Exercise prompt
How many lines in the records below contain the string "house"? Reply with the number alone.

(Records taken from a collection)

========================

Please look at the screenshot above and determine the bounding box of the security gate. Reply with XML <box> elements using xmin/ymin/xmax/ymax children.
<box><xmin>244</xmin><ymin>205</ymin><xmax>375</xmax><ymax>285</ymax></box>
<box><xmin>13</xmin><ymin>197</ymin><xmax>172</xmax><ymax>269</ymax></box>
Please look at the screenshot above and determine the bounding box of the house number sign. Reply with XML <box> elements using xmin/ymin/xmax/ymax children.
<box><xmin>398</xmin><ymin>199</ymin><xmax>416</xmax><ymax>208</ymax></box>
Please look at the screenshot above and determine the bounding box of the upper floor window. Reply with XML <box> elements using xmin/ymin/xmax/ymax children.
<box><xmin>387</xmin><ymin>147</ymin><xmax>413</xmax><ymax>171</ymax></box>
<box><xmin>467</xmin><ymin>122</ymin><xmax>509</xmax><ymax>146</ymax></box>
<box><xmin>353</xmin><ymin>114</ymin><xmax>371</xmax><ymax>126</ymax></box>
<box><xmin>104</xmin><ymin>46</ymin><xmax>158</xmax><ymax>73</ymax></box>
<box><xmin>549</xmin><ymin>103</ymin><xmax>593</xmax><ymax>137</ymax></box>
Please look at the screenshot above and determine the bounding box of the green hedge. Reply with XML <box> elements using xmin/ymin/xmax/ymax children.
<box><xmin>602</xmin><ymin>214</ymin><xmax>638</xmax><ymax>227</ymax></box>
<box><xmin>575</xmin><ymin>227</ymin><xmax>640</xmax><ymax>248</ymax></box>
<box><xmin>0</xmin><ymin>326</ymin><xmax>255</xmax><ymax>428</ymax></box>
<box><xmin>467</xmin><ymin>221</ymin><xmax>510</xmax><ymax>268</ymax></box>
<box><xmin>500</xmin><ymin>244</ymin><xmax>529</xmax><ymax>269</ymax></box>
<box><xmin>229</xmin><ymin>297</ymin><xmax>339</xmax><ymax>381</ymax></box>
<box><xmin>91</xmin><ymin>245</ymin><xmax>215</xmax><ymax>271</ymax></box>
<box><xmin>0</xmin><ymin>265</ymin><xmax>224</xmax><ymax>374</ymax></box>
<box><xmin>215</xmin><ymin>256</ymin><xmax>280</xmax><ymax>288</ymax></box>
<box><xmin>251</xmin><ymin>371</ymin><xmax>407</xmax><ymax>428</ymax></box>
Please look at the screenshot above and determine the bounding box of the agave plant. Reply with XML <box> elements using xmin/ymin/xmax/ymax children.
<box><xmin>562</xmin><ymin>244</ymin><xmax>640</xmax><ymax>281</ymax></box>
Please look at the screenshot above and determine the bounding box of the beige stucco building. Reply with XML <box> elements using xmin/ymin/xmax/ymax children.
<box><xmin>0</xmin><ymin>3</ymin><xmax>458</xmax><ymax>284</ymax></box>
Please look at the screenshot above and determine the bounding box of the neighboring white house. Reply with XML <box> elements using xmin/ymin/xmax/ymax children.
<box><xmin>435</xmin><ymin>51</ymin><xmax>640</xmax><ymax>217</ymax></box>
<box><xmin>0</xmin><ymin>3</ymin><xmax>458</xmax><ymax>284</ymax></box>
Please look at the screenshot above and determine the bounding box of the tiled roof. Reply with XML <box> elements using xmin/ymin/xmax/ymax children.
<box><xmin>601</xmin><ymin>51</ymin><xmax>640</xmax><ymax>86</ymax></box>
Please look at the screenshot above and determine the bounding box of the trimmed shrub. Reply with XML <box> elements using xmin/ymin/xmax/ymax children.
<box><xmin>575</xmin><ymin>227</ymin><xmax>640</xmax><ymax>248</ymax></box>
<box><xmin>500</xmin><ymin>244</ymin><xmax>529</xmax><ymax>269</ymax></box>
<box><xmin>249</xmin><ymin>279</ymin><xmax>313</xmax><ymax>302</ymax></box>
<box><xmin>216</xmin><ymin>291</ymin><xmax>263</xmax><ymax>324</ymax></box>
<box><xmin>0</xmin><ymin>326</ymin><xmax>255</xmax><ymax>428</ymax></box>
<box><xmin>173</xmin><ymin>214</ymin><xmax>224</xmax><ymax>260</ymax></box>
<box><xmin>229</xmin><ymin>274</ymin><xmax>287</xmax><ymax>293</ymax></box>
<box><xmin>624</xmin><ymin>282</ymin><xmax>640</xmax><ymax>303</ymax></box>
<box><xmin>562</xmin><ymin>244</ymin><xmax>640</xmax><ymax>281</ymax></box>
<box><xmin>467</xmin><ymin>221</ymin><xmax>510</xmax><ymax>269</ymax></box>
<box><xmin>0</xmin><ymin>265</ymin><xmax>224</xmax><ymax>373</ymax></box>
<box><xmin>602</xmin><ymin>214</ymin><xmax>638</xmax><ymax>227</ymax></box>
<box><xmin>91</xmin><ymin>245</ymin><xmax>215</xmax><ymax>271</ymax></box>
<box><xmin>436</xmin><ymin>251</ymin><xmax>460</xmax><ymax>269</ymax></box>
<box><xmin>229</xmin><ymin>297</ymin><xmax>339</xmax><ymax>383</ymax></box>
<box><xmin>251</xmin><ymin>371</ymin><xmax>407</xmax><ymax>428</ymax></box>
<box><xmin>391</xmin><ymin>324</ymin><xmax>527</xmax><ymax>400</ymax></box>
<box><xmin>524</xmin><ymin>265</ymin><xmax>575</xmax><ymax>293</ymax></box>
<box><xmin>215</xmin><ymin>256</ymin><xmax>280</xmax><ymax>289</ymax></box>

========================

Exercise result
2